Complete the following:
- 1) In the text on Western and Japanese cooking, which group of Japanese dishes does tempura belong to?
- 2) Carry on with the text on Western and Japanese cooking, picking up right after its last sentence.

Western dishes tend to be characterized by their main ingredients. For example, a typical Western cookbook is divided into such sections as meats and poultry; vegetables; pasta, rice and grains, etc. When planning a meal, the Western chef will strive for a salad, a main dish, and side dishes that go well together and satisfy the four basic food groups.

Japanese food, on the other hand, is categorized by method of preparation. A Japanese chef seeks a variety of dishes from the different cooking categories.

Nimono includes dishes made by gently boiling or simmering such ingredients as vegetables, meat or fish in a seasoned broth. Yakimono is food prepared by broiling, usually over a charcoal fire.

Tempura, deep-fried food in batter that is one of the most common Japanese dishes in North America, belongs to the group agemono. Nabemono consists of hearty meat, fish, vegetable, tofu and sometimes noodle dishes cooked in a large pot, usually right at the table, such as sukiyaki.

Tsukemono are pickled vegetables that can be found with most Japanese meals. Ohitashi are boiled green vegetables served with soy sauce and topped with sesame seeds or katsuobushi (dried bonito fish shavings). Aemono, made up of cooked vegetables and seafood, are served cold and tossed with various sauces.

Entries supplied:
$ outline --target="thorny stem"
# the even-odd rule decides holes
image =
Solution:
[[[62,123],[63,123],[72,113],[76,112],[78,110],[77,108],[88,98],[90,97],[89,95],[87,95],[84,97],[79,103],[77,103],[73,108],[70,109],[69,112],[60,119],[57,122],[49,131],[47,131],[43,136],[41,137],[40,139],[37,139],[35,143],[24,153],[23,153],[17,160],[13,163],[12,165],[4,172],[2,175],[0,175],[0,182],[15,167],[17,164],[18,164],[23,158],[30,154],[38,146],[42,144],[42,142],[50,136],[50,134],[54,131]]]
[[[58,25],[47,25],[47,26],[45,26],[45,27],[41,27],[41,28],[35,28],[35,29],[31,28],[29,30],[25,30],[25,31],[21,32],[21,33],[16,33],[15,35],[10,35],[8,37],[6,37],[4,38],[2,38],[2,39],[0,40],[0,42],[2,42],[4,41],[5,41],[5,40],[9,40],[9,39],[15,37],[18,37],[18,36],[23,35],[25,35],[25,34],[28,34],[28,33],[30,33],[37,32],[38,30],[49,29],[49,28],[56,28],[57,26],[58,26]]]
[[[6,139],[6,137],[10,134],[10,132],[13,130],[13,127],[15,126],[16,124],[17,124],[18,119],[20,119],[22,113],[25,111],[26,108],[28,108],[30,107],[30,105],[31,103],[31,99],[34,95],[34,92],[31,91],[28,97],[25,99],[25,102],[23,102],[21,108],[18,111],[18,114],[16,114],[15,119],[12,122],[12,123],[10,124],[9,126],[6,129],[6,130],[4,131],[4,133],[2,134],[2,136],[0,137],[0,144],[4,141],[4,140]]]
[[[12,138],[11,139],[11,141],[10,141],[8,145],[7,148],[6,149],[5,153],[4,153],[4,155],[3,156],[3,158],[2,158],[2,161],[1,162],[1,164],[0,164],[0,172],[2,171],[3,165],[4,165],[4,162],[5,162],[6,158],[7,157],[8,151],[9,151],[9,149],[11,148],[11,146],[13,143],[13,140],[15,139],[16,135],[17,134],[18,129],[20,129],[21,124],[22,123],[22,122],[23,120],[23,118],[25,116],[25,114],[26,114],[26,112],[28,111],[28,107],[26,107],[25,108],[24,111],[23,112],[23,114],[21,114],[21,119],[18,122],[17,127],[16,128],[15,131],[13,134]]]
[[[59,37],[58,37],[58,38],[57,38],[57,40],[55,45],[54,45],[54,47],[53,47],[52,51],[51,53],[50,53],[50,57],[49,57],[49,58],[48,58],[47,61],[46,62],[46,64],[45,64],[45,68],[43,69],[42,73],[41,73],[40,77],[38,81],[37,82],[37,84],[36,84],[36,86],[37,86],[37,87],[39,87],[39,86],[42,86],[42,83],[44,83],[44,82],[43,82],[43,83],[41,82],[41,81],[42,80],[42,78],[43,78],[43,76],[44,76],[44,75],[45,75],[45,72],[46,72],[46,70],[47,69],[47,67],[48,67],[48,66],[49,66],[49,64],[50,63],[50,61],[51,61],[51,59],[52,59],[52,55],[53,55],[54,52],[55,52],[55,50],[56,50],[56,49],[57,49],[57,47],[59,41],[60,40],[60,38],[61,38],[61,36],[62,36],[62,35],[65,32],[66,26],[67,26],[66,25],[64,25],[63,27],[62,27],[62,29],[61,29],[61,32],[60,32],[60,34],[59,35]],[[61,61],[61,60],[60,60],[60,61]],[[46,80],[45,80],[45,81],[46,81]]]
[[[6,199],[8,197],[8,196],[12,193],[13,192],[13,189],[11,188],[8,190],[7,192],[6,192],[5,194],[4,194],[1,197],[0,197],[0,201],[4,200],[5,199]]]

Per-task outputs:
- 1) Agemono.

- 2)
Utensils and serving dishes are as numerous and varied as the foods themselves. The goal is achieving harmony between the color of the food and the dish in which it is served.

Serving the food, like cooking it, is considered an art. As a rule, round foods are served in square vessels, and square-shaped foods in round vessels.

The following recipes are from Keiko Shiba of Gravier Inc., a Redmond, Wash., food company. Many of the Japanese ingredients they include - such as sake (rice wine), mirin (sweet rice wine) and nori (dried seaweed sheets) - can be found in larger supermarkets.

Several recipes call for dashi, a subtly flavored Japanese soup stock. An instant powder, dashi-no-moto, is available at Asian markets (look under “Oriental Goods” in the Yellow Pages for one near you). Supermarkets may also carry somewhat similar broth mixes.

For the most authentic flavor, here is a recipe for making dashi from scratch. Dried kelp and bonito (fish) flakes are also available at Asian markets.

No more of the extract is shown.